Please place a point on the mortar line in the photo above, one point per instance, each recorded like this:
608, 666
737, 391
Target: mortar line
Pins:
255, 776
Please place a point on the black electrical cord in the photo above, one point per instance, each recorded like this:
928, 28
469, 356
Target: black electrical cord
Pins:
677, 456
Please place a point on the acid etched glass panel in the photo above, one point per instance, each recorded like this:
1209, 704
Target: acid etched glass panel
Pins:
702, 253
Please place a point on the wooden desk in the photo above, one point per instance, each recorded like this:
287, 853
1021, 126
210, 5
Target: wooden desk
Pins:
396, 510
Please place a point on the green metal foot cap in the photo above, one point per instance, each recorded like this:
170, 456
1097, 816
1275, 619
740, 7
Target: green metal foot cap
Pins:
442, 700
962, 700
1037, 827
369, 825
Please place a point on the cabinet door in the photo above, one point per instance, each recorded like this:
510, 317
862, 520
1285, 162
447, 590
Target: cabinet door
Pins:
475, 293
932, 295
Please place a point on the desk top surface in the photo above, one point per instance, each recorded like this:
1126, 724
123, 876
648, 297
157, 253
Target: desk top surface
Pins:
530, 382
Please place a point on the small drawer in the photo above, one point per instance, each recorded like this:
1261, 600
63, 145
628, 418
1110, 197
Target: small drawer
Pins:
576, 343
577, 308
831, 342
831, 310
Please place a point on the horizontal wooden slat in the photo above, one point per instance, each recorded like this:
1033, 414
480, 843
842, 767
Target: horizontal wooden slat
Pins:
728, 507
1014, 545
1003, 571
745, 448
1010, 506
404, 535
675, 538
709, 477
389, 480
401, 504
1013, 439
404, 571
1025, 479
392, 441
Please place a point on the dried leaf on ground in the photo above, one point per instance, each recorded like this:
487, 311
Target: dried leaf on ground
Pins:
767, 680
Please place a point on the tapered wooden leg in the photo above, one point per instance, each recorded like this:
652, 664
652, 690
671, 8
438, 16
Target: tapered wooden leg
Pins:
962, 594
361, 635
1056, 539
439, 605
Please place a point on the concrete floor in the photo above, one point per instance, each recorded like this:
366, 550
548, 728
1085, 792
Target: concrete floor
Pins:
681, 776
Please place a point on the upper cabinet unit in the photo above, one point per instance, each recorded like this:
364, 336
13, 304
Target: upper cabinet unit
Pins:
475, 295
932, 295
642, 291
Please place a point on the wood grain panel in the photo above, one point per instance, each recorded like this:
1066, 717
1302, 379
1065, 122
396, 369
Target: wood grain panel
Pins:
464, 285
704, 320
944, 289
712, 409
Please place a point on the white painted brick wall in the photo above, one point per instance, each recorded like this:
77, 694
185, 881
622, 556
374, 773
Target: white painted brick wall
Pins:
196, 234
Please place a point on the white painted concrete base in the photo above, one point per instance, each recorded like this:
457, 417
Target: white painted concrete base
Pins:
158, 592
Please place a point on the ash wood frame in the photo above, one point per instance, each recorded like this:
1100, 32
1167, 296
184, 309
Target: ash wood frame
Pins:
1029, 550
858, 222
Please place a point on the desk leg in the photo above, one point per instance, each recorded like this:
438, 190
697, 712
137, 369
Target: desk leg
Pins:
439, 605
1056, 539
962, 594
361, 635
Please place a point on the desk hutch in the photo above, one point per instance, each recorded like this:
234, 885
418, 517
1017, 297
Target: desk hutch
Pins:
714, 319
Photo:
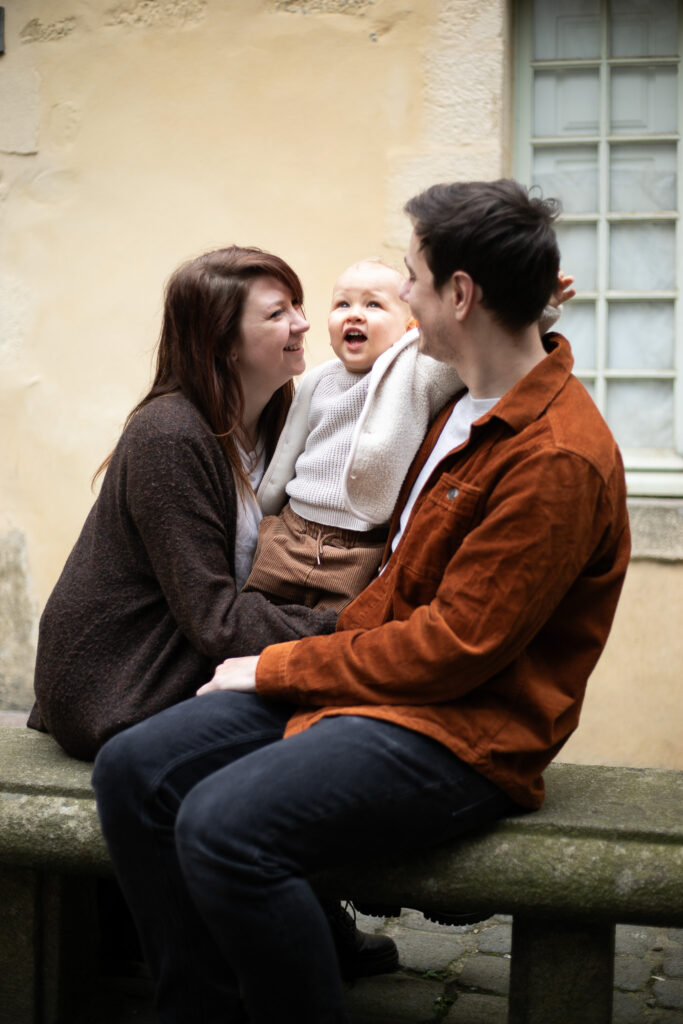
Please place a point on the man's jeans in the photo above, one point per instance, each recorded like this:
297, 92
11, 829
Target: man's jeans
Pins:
214, 822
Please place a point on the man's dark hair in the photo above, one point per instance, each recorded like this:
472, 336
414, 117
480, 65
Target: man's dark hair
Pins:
499, 235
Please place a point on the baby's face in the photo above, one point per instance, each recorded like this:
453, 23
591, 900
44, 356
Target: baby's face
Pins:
367, 314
--*--
## GIVEN REQUEST:
All the records above need to be given again word for word. Skip the pictures.

## SOLUTION TO THIS EXERCISE:
Please place a point on the mortar line in the photo above, one point per instance, each recorded like this:
608, 666
737, 391
Target: mortar line
Pins:
255, 776
Please place a point on the black electrical cord in the photo above, one point per instance, each recorded like this:
928, 28
469, 356
Target: black electrical cord
Pins:
677, 456
Please place a point on the acid etched glass panel in the photo above, one point per instance, each recorded like this:
1209, 704
Target: acid etched glass panel
Pins:
702, 253
Please place a point on the wooden desk in the photo above, one point per instance, each recorded like this:
287, 853
1021, 126
210, 5
Target: wooden desk
Pins:
396, 510
Please place a point on the green metal foot cap in the photo above, one point per instance, each recorded like this:
170, 456
1097, 816
1275, 619
740, 7
Target: green metal foot cap
Pins:
442, 700
962, 700
1037, 827
369, 825
Please place a point on the cabinet door in the photo above, one point per instance, each recorded like this:
510, 317
862, 520
1285, 162
447, 590
Target: cabinet door
Pins:
475, 293
932, 295
Please place a point on the desk top surface in the photo above, one point per instance, each recorded like this:
1126, 724
123, 876
648, 297
157, 253
Target: desk top surface
Pins:
530, 382
Please place a point on the small drawer in the photo above, one point per instance, each recorded like this:
1261, 600
63, 145
628, 418
1110, 197
Target: small drawer
Pins:
576, 343
577, 308
831, 342
831, 310
Please place a point on the horizontal wooden slat in the photo above, one point per instance, each recorded like this:
1033, 414
480, 843
842, 767
Target: horizontal wooden slat
Pins:
728, 507
1014, 545
1003, 571
745, 448
1010, 506
404, 535
675, 538
709, 477
389, 480
401, 504
1013, 439
404, 571
1025, 479
392, 441
Please place a point on the dried leaf on ground in the photo above, one point per instance, each recorded like this:
487, 311
Target: dried leaf on ground
Pins:
767, 680
Please place a point on the tapered wooden leg in the photo above, one point per instance, each recorded like this:
652, 664
652, 690
671, 8
438, 16
Target: tapered wooden leg
Pins:
962, 594
361, 635
1056, 539
439, 605
Please place a point on the concrete floor in the photo above, one point per instance, each recorded like this:
366, 550
548, 728
1085, 792
Target: concrete floor
Pins:
681, 776
Please place a point on the upper cabinet unit in the photo above, one point per instance, each recorded like this:
364, 336
13, 304
Target: upper cabinet unit
Pins:
475, 295
932, 295
642, 291
Please place a point on the wood grain panel in the photo above, one point per instance, each recorded like this:
1066, 717
1302, 379
1065, 122
396, 369
Target: wood grain panel
Pins:
464, 285
704, 320
944, 289
712, 409
Please place a point on the white painted brick wall in the photo above, one point per instance, each recorded like this:
77, 694
185, 881
622, 556
374, 773
Target: white painted brick wall
Pins:
196, 234
Please place a point on the white painted concrete base in the photo above, one point per instance, each recorded like this:
457, 417
Target: white painted concrete base
Pins:
158, 592
Please place a point on the ash wood frame in the photo above, one point per instance, each recorded like this:
1100, 32
1167, 296
184, 309
Target: ash wood frame
Pins:
1029, 550
858, 222
Please place a point on the desk leg in the photo above, one point per instance, each recorded like this:
438, 190
697, 712
137, 369
Target: desk leg
Pins:
439, 605
1056, 539
962, 594
361, 635
Please place a point on the desk hutch in the photo above, one point per instance, each recorded like this:
234, 885
418, 517
1017, 297
Target: desk hutch
Pins:
714, 319
Photo:
Please place a point on the man's jeans in the photo above, one point per instance, each recorded like this:
297, 92
11, 829
Target: man's jeans
Pins:
214, 822
Please place a point on the man's dark hair in the photo above, one point per instance, each recorded like this:
472, 336
414, 117
480, 65
Target: man's dark hair
Pins:
499, 235
Please place a point on the baby's face in the photo above, one point per instance, each recorded like this:
453, 23
591, 900
44, 356
Target: baby's face
Pins:
367, 314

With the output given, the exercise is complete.